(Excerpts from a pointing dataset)
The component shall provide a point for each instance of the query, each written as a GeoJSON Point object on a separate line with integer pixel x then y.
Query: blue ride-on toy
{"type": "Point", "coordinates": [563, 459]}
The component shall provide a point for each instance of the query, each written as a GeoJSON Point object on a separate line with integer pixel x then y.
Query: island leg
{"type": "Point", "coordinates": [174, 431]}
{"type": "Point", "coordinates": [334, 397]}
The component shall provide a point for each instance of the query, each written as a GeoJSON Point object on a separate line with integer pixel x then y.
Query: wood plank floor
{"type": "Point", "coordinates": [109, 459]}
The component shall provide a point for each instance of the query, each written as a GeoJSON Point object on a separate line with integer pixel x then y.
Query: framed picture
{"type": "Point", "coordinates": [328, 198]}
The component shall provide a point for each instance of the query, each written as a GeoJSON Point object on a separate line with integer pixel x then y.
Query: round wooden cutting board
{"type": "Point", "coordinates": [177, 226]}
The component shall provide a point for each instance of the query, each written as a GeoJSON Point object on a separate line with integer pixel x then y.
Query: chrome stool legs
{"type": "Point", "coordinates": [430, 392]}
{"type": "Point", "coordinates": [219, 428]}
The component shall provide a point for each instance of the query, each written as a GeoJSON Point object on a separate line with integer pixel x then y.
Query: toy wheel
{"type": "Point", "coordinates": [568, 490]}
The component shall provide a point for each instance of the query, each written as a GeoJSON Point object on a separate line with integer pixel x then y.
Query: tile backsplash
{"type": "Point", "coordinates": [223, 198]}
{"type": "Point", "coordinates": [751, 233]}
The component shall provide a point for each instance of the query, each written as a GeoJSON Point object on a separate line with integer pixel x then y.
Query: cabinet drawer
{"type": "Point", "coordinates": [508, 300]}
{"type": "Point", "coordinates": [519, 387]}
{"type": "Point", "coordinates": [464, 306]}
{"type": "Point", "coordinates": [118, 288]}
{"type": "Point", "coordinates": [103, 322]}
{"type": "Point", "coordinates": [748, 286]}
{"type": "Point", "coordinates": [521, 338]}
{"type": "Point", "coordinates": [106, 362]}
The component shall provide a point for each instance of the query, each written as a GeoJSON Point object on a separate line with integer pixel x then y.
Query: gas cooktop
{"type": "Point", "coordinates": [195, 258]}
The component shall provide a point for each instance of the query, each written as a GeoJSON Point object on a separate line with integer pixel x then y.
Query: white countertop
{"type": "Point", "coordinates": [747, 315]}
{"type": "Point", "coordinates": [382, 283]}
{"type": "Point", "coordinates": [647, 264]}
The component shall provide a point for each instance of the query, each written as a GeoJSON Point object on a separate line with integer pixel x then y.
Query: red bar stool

> The task
Return every line of the data above that contains the string "stool", matching case exactly.

> Answer to this task
Query: chrome stool legs
Query: red bar stool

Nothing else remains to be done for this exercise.